** Opening EXTRACTED RECORDS block **

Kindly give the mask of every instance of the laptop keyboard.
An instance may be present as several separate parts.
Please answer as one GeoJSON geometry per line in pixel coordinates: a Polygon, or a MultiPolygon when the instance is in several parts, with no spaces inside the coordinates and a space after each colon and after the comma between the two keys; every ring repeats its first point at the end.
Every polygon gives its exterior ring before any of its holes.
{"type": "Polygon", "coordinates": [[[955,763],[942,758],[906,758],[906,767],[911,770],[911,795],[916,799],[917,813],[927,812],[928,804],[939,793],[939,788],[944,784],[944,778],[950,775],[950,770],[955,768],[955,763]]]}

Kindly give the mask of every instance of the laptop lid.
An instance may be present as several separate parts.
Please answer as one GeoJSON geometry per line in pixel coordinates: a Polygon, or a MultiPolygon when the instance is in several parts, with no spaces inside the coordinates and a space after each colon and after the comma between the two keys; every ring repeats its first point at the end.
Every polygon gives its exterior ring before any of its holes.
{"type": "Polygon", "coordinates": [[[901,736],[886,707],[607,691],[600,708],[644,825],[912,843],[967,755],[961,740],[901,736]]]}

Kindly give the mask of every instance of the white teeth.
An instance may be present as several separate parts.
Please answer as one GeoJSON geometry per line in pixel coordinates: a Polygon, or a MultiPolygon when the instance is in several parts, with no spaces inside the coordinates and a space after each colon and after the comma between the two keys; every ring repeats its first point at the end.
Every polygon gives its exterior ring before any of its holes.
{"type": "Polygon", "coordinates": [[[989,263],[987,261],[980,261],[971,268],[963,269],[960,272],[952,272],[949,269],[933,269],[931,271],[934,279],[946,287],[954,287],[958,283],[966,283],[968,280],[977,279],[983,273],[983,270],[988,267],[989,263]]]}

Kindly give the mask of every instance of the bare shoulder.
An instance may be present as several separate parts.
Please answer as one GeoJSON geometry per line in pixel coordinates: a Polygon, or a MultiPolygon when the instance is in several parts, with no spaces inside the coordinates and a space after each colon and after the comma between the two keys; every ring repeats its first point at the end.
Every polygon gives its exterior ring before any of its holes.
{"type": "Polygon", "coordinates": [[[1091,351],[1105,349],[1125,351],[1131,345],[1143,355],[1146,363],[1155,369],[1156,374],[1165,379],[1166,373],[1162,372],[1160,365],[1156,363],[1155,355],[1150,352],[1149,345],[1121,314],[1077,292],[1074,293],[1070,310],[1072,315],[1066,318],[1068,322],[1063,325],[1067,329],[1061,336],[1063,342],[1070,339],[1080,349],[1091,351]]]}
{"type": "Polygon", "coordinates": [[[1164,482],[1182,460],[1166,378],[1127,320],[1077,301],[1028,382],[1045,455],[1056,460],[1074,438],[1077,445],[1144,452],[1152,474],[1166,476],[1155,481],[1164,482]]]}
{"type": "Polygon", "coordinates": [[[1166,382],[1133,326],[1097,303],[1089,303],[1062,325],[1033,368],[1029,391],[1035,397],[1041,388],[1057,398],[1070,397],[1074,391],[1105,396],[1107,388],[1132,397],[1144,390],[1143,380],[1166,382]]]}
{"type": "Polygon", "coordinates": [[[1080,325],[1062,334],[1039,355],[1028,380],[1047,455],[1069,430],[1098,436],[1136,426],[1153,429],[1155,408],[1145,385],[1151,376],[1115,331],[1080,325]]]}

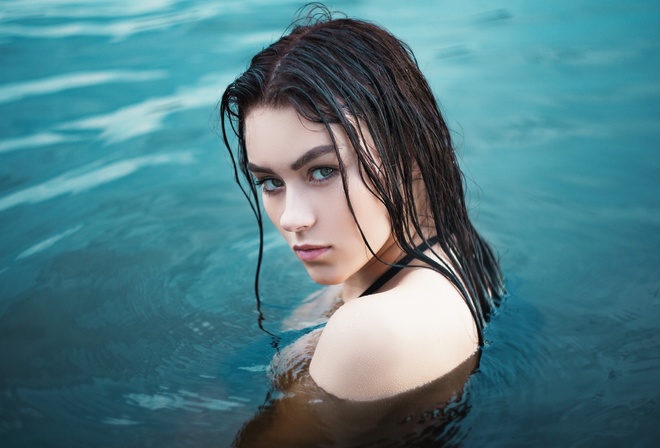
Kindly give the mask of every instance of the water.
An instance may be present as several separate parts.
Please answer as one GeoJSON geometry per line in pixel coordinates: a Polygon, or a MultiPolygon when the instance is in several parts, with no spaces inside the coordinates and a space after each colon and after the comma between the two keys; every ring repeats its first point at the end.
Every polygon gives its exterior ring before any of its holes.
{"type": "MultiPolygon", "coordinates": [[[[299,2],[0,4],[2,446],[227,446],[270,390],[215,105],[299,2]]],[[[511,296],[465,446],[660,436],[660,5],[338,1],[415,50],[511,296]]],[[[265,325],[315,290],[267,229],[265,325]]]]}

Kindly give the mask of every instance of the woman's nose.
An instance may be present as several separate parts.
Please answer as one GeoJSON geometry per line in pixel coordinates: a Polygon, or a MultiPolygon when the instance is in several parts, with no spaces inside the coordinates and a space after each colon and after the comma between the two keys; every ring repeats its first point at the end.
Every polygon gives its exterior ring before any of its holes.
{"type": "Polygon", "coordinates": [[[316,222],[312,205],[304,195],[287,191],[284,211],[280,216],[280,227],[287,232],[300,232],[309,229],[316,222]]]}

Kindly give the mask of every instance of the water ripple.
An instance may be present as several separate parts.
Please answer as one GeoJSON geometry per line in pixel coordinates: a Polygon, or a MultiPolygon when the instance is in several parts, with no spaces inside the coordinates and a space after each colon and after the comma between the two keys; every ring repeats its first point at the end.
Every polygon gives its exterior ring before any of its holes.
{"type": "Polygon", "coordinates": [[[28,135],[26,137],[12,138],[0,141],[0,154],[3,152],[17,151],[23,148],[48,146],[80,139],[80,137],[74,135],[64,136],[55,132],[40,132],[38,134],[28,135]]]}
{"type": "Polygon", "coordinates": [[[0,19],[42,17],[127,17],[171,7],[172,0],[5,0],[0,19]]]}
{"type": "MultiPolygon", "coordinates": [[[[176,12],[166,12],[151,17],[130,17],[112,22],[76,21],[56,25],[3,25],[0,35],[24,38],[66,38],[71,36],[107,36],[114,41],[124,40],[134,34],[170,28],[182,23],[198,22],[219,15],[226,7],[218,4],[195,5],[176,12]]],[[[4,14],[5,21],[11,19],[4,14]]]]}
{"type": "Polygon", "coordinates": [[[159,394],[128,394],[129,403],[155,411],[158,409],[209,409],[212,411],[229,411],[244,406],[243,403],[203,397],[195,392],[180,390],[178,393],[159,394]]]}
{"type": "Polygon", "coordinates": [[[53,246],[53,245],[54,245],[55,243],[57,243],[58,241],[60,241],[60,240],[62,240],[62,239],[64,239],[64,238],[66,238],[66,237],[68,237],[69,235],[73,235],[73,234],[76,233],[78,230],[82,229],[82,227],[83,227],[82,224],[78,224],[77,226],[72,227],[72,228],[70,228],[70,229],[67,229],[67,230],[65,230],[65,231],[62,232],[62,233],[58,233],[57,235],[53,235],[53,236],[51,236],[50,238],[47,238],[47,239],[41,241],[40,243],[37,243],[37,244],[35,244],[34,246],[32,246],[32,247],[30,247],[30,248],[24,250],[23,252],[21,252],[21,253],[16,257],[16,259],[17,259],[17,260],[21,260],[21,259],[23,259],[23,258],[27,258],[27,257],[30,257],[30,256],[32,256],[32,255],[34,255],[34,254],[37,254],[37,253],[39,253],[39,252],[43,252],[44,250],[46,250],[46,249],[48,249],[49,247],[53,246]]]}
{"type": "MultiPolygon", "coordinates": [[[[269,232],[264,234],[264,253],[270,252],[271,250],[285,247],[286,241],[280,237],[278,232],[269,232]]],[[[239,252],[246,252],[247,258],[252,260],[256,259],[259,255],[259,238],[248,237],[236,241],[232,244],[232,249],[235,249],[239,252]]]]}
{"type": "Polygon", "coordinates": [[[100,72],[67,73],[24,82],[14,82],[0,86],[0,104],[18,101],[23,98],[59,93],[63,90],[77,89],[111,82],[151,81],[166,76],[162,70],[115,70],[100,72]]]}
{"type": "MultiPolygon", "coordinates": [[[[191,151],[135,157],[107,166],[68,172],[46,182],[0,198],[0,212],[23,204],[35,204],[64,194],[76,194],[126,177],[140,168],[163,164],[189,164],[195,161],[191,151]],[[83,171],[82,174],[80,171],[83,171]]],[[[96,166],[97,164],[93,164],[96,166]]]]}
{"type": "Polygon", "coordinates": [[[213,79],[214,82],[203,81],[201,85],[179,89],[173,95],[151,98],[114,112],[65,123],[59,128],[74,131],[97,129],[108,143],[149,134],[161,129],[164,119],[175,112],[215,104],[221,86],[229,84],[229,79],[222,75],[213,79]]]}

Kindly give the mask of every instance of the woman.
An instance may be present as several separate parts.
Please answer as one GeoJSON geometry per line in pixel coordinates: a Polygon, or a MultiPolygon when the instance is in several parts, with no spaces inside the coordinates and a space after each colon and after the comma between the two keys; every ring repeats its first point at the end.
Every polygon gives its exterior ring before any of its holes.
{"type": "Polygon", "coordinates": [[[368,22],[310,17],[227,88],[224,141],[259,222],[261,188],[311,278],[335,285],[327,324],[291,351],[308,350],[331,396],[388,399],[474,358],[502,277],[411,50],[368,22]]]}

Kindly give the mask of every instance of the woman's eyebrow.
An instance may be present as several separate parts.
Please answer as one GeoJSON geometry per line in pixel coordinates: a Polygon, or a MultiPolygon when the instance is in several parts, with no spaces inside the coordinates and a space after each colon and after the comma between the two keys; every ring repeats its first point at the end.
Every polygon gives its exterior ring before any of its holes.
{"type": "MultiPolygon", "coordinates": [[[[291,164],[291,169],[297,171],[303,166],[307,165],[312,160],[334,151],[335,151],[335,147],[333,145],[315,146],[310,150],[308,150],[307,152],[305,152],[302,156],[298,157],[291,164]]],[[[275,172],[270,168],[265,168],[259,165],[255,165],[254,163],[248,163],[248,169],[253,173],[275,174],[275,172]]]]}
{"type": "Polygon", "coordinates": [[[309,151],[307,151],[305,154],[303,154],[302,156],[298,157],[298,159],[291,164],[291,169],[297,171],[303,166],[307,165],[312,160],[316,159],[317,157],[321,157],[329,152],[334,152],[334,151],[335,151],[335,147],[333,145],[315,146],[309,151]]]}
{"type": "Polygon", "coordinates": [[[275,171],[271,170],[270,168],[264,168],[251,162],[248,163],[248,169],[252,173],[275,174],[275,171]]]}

** Closing EXTRACTED RECORDS block **

How many of the lines above hold the word "laptop"? Give only that number.

2